======== SUPPLIED MATERIAL

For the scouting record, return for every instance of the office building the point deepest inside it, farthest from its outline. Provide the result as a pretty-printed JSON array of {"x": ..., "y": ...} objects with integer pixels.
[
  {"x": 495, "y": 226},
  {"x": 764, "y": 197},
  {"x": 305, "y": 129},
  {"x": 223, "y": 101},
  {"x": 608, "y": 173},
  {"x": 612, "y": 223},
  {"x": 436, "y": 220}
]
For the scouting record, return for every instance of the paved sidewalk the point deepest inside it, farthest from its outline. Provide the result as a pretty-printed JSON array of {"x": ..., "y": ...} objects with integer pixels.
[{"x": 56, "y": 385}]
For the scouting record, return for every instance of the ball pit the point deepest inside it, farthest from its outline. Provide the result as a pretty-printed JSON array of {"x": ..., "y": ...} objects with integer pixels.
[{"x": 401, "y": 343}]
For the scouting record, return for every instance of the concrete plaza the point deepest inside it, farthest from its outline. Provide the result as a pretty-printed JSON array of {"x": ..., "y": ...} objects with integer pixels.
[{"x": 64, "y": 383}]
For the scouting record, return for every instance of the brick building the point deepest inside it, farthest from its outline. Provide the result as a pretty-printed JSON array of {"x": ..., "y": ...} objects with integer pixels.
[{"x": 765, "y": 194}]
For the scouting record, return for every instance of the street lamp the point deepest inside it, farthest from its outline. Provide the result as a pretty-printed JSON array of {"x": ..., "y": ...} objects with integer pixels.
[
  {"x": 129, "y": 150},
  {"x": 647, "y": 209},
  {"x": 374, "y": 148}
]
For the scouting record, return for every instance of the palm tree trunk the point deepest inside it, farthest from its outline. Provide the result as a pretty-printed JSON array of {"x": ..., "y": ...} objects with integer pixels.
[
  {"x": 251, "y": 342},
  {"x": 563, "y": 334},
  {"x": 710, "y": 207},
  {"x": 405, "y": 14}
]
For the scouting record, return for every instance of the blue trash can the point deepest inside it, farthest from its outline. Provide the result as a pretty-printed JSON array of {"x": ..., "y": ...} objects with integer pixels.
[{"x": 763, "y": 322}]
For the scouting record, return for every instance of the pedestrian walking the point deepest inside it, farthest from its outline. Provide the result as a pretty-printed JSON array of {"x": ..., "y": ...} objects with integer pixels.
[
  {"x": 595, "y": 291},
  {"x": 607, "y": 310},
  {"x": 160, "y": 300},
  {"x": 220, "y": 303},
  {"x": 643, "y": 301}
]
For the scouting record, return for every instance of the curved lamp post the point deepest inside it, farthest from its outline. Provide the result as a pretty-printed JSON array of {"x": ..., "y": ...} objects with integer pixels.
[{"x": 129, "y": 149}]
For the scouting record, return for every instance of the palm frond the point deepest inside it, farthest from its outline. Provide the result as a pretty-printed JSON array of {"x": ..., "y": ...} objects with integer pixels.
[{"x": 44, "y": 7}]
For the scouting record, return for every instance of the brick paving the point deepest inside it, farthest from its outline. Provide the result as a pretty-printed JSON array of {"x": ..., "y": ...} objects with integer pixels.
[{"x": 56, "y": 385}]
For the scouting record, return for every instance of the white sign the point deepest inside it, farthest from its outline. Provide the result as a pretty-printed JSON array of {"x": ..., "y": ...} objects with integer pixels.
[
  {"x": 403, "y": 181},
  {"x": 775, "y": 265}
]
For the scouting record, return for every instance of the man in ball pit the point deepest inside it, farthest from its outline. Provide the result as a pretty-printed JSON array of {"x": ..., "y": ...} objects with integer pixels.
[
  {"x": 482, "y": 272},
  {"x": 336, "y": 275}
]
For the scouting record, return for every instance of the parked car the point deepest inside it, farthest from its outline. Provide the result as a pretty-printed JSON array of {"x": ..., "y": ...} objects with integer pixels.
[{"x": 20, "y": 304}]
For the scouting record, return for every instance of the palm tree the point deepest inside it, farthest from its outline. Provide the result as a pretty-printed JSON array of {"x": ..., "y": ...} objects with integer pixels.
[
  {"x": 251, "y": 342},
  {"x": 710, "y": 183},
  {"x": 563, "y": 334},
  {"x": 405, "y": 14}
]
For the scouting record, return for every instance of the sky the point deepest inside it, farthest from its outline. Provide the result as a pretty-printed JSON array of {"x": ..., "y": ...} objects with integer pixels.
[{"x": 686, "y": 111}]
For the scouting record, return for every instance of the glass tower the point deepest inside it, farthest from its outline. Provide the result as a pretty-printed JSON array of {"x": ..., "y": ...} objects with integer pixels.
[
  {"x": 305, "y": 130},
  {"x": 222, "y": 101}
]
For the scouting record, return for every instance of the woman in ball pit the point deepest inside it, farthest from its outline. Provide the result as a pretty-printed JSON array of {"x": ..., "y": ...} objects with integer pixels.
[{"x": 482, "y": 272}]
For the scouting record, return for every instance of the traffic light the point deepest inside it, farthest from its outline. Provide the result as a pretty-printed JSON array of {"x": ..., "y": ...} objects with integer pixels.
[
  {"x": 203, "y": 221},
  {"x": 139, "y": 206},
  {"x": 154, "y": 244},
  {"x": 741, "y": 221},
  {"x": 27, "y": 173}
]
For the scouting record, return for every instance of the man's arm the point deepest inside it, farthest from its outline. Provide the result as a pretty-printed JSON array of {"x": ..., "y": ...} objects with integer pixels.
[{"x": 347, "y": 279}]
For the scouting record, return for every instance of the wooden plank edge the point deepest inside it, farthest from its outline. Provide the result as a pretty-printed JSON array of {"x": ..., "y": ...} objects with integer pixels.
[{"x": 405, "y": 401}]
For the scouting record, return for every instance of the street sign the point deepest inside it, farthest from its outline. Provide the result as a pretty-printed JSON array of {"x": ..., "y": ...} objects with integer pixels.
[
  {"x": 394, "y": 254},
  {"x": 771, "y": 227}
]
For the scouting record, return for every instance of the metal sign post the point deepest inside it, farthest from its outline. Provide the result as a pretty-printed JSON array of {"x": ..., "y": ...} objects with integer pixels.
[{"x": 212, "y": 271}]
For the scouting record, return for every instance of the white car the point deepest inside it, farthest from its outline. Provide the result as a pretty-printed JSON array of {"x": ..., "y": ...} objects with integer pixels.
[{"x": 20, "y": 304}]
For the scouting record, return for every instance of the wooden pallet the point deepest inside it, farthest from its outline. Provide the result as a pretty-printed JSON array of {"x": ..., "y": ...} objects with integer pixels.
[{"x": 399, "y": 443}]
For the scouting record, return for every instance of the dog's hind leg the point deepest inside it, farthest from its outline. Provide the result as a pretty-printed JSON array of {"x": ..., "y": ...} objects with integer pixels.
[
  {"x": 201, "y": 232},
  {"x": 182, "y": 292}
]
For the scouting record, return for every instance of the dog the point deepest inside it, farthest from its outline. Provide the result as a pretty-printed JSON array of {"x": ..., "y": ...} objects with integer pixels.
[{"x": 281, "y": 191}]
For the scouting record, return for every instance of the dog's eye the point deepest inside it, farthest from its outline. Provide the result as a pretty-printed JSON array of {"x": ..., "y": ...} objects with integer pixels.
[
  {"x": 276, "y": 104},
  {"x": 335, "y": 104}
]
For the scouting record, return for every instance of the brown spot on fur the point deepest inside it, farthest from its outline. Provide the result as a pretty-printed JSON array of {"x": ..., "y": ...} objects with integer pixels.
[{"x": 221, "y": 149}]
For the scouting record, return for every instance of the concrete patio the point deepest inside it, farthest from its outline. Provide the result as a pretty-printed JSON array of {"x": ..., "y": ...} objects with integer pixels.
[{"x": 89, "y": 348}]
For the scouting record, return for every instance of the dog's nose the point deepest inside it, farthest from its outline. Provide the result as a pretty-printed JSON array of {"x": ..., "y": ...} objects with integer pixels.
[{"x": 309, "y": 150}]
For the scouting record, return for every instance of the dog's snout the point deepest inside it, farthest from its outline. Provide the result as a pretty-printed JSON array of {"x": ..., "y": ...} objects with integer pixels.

================

WORK INSTRUCTIONS: Set every line of the listing down word for word.

TASK OUTPUT:
For the scouting record, return for every instance of the office building the point deepest inside it, farthest from its outline. Provide the result as a pretty-printed JSON array of {"x": ..., "y": ...} objects with integer pixels.
[
  {"x": 495, "y": 226},
  {"x": 764, "y": 197},
  {"x": 305, "y": 129},
  {"x": 223, "y": 101},
  {"x": 608, "y": 173},
  {"x": 612, "y": 223},
  {"x": 436, "y": 220}
]
For the scouting record, return for every instance of the paved sidewalk the point deepest inside it, farthest from its outline. Provide the result as a pretty-printed JSON array of {"x": ..., "y": ...} objects with integer pixels.
[{"x": 56, "y": 385}]
For the scouting record, return for every instance of the ball pit the point deepest inside it, farthest from its outline. Provide the result as a pretty-printed JSON array of {"x": ..., "y": ...} objects with integer pixels.
[{"x": 401, "y": 343}]
For the scouting record, return for every instance of the concrete plaza the point deepest inside it, farthest from its outline. Provide the result as a pretty-printed JSON array of {"x": ..., "y": ...} objects with integer pixels.
[{"x": 64, "y": 383}]
For the scouting record, return for every instance of the brick building the point deepest inside it, farthest from its outline. Provide the result as a pretty-printed JSON array of {"x": ..., "y": ...} objects with integer pixels.
[{"x": 765, "y": 194}]
For the scouting record, return for every instance of the street lamp the point deepest inside it, farthest from its outline. Provide the result as a pretty-printed JSON array of {"x": ..., "y": ...} objects with integer pixels.
[
  {"x": 129, "y": 150},
  {"x": 647, "y": 209},
  {"x": 374, "y": 148}
]
For the scouting record, return for every instance of the palm tree trunk the point deepest inside it, farthest from its outline. Provide the result as a pretty-printed JSON array of {"x": ..., "y": ...} objects with integer pixels.
[
  {"x": 251, "y": 342},
  {"x": 563, "y": 334},
  {"x": 710, "y": 207},
  {"x": 405, "y": 14}
]
For the scouting record, return for every instance of the blue trash can the point deepest inside it, farthest from its outline. Provide the result as a pretty-printed JSON array of {"x": ..., "y": ...} objects with integer pixels.
[{"x": 763, "y": 322}]
For the scouting record, return for every instance of the pedestrian walking the point deepest inside it, farthest from its outline. Provide the result as a pretty-printed JSON array of {"x": ..., "y": ...} objects with integer pixels.
[
  {"x": 595, "y": 291},
  {"x": 607, "y": 310},
  {"x": 160, "y": 300},
  {"x": 220, "y": 303},
  {"x": 643, "y": 301}
]
For the scouting record, return for every instance of the curved lamp post the point deepest inside it, farthest from its outline. Provide the result as a pretty-printed JSON array of {"x": ..., "y": ...} objects with integer pixels.
[{"x": 129, "y": 149}]
For the scouting record, return for every instance of the palm frond the point deepest inside it, farthest from its outline. Provide the result as a pretty-printed JSON array of {"x": ..., "y": ...} objects with integer pixels.
[{"x": 44, "y": 7}]
For the scouting record, return for every instance of the brick paving the point deepest inside it, farthest from its outline. Provide the result as a pretty-printed JSON array of {"x": ..., "y": ...} objects with integer pixels.
[{"x": 56, "y": 385}]
For the scouting record, return for every instance of the white sign the point deepest inside it, farthest from its outline. Provide the result as a pretty-printed JSON array of {"x": ..., "y": ...} objects with integer pixels.
[
  {"x": 403, "y": 181},
  {"x": 775, "y": 265}
]
For the scouting record, return for every instance of the man in ball pit the point deepest inside it, farthest from its outline. Provide the result as a pretty-printed JSON array of {"x": ..., "y": ...} objects with integer pixels.
[
  {"x": 482, "y": 272},
  {"x": 336, "y": 275}
]
For the scouting record, return for every instance of the parked car the point deepest inside it, farthest from its outline. Provide the result as a pretty-printed JSON array of {"x": ..., "y": ...} objects with integer pixels.
[{"x": 20, "y": 304}]
For the scouting record, return for every instance of the palm tree the point deepest inside it, farthest from its outline. Provide the result as a pretty-printed JSON array of {"x": ..., "y": ...} objects with integer pixels.
[
  {"x": 251, "y": 342},
  {"x": 710, "y": 183},
  {"x": 563, "y": 334},
  {"x": 405, "y": 14}
]
For the scouting record, return for every instance of the sky the point deepest inside it, farthest from its outline. Provide the result as a pretty-printed JSON array of {"x": ..., "y": ...} objects with integer pixels.
[{"x": 686, "y": 111}]
For the scouting record, return for every instance of the glass tower the point deepest inside it, farthest from its outline. Provide the result as a pretty-printed JSON array of {"x": ..., "y": ...} objects with integer pixels.
[
  {"x": 305, "y": 130},
  {"x": 222, "y": 101}
]
For the scouting record, return for every instance of the woman in ball pit the point deepest inside it, farthest from its outline. Provide the result as a pretty-printed JSON array of {"x": ..., "y": ...} objects with integer pixels.
[{"x": 482, "y": 272}]
For the scouting record, return for every instance of the traffic light the point deepest inside it, farthest from its outline. Provide the result as a pretty-printed JSON array of {"x": ..., "y": ...} objects with integer pixels.
[
  {"x": 203, "y": 221},
  {"x": 139, "y": 206},
  {"x": 154, "y": 244},
  {"x": 741, "y": 221},
  {"x": 27, "y": 173}
]
For the scouting record, return for every instance of the man's arm the point deepest inside it, farthest from its outline. Provide the result as a pretty-printed JSON array of {"x": ..., "y": ...} objects with integer pixels.
[{"x": 347, "y": 279}]
For the scouting record, return for every instance of the wooden plank edge the point deepest inside it, farthest from its outline. Provide the result as a pretty-printed JSON array of {"x": ..., "y": ...} objects with integer pixels.
[{"x": 405, "y": 401}]
For the scouting record, return for every instance of the street sign the point deepest inside it, farthest from its outline. Provide the result as a pretty-printed JSON array of {"x": ..., "y": ...} objects with integer pixels.
[
  {"x": 394, "y": 254},
  {"x": 771, "y": 227}
]
For the scouting record, return for every instance of the metal sign post the point deepest inside it, farthest from its outline. Provide the result as a pretty-printed JSON array of {"x": ..., "y": ...} objects with integer pixels.
[{"x": 212, "y": 271}]
For the scouting record, return for every instance of the white car the point deepest inside it, farthest from its outline. Provide the result as a pretty-printed JSON array of {"x": ..., "y": ...} objects with integer pixels.
[{"x": 20, "y": 304}]
For the scouting record, return for every instance of the wooden pallet the point deepest inside it, farthest from its outline. Provide the result as a pretty-printed JSON array of {"x": ..., "y": ...} objects with integer pixels.
[{"x": 399, "y": 443}]
For the scouting record, return for every instance of the dog's hind leg the point deepest inside it, farthest from its outline. Provide the result as a pretty-printed JSON array of {"x": ..., "y": ...} objects with integer pixels.
[
  {"x": 201, "y": 232},
  {"x": 182, "y": 292}
]
For the scouting record, return for every instance of the dog the point deepest inside it, farthest from its outline. Provide the result as a pretty-printed JSON array of {"x": ..., "y": ...} objects with integer pixels.
[{"x": 281, "y": 191}]
For the scouting record, return for every instance of the dog's eye the point deepest inside it, farthest from its outline. Provide the result as a pretty-printed JSON array of {"x": ..., "y": ...} objects with integer pixels.
[
  {"x": 276, "y": 104},
  {"x": 335, "y": 104}
]
For the scouting record, return for every instance of the brown spot on fur the point deepest inside it, farthest from its outline. Provide the result as a pretty-printed JSON array of {"x": ..., "y": ...} objects with integer pixels.
[{"x": 221, "y": 149}]
For the scouting record, return for every instance of the concrete patio the point deepest inside it, farthest from its outline. Provide the result as a pretty-printed JSON array of {"x": ..., "y": ...} objects with integer pixels.
[{"x": 89, "y": 348}]
For the scouting record, return for every instance of the dog's nose the point deepest inside it, farthest from its outline. Provide the result as a pretty-printed JSON array of {"x": ..., "y": ...} objects with integer pixels.
[{"x": 309, "y": 150}]
For the scouting record, return for every instance of the dog's snout the point deepest inside it, farthest from its outline. Provide the result as a pretty-printed JSON array of {"x": ..., "y": ...} objects with integer pixels.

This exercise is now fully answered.